## DATA SUPPLIED:
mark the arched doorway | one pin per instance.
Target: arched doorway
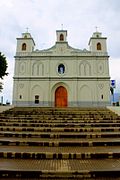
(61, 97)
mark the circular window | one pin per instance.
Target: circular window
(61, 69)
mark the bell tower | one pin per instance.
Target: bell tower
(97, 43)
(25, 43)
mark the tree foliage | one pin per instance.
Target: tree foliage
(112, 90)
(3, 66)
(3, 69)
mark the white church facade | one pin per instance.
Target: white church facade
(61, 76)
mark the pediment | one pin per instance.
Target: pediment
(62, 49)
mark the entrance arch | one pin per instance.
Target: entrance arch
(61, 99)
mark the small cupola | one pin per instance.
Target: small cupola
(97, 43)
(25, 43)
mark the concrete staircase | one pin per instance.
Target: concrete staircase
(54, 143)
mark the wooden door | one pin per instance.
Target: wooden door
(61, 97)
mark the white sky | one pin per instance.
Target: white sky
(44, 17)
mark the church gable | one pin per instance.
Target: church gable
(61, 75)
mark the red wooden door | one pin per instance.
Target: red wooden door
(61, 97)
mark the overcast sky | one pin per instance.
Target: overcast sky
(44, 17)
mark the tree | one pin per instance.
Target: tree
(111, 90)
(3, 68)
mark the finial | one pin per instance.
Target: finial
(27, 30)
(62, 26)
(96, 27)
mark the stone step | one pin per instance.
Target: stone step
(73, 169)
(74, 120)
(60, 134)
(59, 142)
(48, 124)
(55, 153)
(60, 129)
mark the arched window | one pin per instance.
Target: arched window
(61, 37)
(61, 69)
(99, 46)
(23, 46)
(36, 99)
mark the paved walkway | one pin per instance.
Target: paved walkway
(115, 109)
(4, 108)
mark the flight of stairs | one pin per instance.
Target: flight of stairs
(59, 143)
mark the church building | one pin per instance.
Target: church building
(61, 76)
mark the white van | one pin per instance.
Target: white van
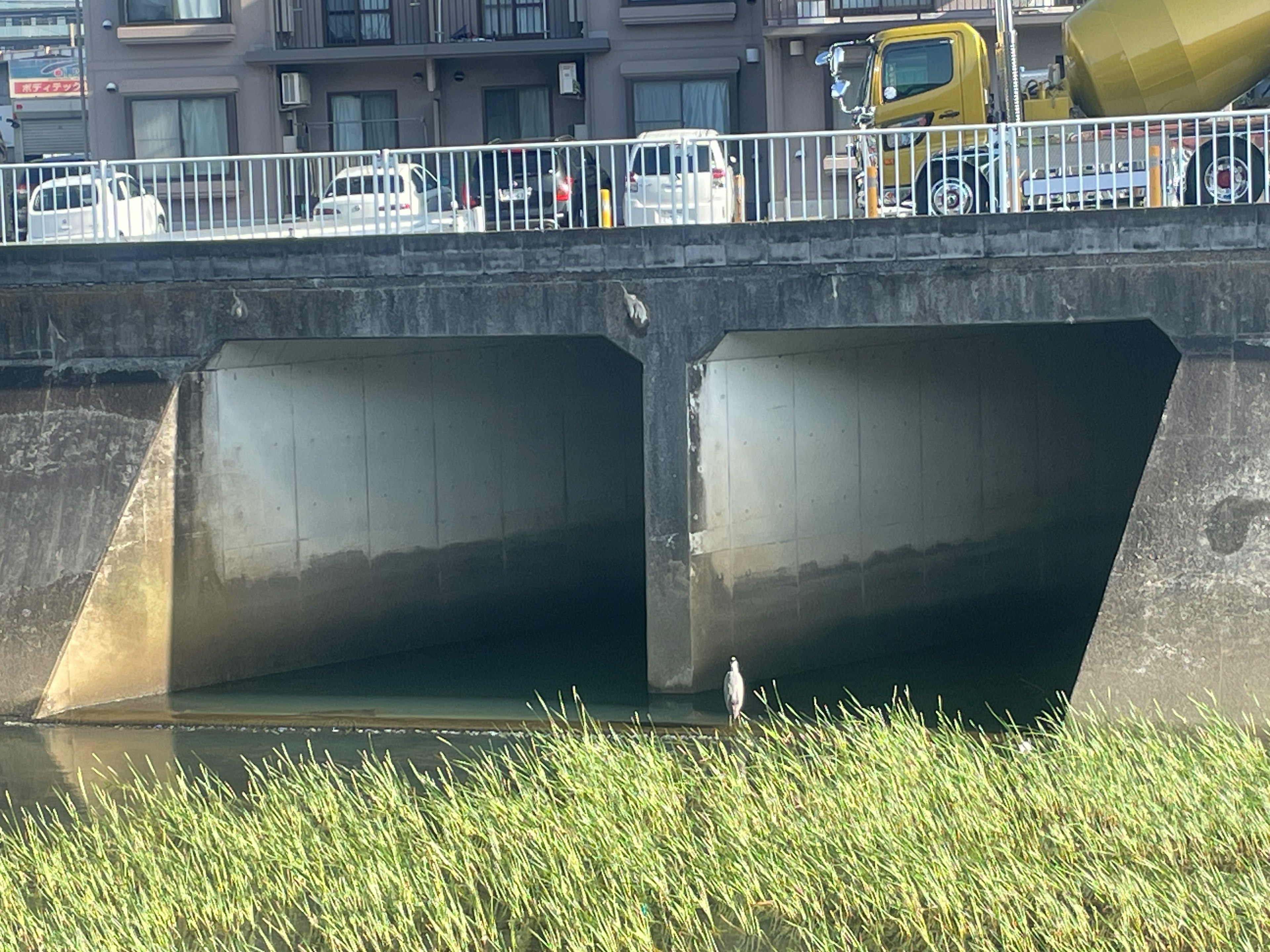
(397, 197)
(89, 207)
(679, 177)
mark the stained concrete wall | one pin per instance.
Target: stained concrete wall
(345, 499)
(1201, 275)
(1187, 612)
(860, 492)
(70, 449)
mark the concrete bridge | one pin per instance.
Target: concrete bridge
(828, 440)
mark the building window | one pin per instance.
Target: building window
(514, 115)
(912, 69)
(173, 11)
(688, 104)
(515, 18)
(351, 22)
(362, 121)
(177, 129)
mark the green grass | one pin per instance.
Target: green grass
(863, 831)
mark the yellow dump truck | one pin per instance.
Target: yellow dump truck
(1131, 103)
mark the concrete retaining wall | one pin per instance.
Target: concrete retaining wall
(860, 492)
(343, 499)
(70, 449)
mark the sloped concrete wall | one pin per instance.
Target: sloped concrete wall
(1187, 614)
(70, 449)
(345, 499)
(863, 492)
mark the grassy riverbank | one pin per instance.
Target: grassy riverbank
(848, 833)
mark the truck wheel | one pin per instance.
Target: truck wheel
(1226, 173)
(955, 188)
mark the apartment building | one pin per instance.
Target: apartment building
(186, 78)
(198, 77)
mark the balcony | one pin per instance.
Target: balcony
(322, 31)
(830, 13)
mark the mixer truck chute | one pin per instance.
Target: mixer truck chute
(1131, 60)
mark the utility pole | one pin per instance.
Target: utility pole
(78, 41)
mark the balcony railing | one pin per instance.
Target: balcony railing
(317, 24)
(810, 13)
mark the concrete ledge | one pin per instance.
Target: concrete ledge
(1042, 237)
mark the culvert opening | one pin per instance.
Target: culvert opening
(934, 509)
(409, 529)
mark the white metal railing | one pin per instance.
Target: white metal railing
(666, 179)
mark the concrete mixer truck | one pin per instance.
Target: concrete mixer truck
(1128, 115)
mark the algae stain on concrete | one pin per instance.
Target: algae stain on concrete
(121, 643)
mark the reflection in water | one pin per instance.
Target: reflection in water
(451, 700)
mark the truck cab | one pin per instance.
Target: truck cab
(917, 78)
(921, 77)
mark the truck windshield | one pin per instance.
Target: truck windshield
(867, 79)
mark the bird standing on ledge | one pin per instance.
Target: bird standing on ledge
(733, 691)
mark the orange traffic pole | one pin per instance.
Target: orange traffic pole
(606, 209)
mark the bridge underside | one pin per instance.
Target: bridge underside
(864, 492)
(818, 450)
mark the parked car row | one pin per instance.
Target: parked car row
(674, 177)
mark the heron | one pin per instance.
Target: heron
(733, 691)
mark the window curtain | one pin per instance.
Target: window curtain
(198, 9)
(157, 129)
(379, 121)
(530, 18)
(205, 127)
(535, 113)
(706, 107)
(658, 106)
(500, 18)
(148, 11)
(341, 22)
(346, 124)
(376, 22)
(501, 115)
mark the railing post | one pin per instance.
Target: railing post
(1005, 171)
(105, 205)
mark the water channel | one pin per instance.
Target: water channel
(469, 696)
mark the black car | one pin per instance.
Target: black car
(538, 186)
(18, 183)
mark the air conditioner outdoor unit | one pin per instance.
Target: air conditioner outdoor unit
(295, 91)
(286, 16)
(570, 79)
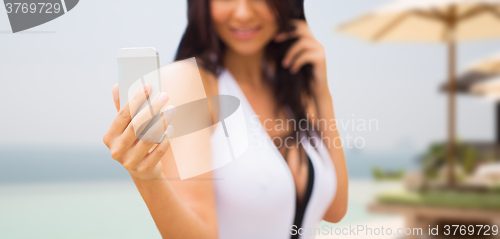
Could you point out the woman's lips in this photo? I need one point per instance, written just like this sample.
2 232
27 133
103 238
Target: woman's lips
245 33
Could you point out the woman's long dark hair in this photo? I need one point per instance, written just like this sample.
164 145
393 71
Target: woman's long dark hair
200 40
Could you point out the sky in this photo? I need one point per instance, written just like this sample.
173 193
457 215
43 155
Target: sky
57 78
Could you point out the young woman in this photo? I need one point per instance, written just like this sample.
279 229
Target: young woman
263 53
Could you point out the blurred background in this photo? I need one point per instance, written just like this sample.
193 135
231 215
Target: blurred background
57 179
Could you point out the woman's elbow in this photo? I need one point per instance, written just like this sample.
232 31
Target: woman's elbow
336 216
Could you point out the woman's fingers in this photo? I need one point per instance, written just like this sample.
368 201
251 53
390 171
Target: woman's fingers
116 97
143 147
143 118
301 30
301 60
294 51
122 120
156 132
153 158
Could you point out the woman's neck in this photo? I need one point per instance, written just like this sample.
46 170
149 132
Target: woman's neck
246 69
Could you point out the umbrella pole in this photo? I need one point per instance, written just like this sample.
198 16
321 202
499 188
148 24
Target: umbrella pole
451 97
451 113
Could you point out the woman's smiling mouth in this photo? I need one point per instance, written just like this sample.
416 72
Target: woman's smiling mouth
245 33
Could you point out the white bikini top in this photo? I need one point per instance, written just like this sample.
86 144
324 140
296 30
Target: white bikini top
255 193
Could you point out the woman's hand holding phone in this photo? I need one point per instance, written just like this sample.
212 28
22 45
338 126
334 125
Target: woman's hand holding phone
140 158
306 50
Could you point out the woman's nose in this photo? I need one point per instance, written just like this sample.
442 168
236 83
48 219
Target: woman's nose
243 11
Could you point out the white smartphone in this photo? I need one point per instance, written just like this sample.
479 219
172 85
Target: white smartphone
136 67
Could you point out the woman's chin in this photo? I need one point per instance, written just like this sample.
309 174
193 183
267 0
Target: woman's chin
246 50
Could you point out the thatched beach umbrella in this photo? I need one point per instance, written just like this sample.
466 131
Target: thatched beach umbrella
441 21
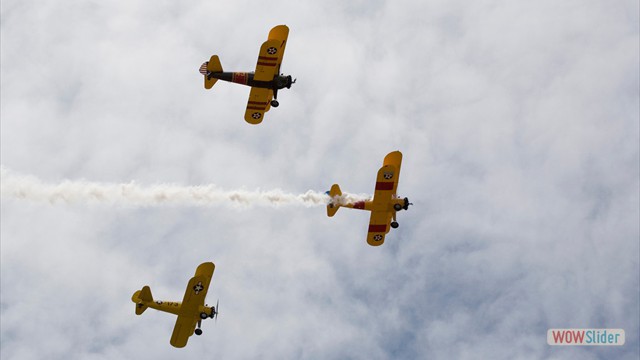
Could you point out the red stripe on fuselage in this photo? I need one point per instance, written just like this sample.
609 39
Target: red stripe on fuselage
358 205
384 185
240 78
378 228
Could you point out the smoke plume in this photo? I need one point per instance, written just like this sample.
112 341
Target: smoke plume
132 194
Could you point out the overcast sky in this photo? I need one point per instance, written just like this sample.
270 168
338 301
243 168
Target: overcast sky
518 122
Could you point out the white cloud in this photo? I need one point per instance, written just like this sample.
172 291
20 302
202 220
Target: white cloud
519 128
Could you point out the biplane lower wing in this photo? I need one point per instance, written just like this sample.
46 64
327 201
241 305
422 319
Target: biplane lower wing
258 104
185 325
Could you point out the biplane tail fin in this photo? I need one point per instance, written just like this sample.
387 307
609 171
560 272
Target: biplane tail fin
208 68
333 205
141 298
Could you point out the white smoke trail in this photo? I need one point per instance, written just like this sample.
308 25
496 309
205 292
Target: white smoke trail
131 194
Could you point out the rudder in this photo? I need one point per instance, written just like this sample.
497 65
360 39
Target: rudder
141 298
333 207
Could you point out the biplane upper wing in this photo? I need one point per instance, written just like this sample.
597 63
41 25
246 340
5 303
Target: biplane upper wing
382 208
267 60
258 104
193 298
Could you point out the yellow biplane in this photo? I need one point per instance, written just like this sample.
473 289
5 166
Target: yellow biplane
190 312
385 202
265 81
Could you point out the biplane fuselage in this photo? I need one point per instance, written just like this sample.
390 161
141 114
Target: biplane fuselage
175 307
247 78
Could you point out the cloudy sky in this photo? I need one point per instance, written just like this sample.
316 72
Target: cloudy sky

## EXERCISE BRIEF:
Which lines run from the one holding "Target: umbrella pole" through the one holding "Could you point out the woman's nose" in the records above? Repeat them exactly, both included, and nothing more.

## OUTPUT OF THE EXERCISE:
Target: umbrella pole
451 97
451 113
Could you point out the woman's smiling mouth in this photo? I need one point per instance, written just like this sample.
416 72
Target: woman's smiling mouth
245 33
Could you point out the white bikini top in this photo? I need one point per instance, written just like this sample.
86 144
324 140
296 30
Target: white bikini top
255 193
Could you point out the woman's hand holding phone in this photo? I need one point per instance, written just like this sample.
212 28
22 45
338 126
334 125
Target: woman's hand holding phone
140 158
306 50
Could you point out the woman's nose in this photo? I need one point per instance, written just like this sample.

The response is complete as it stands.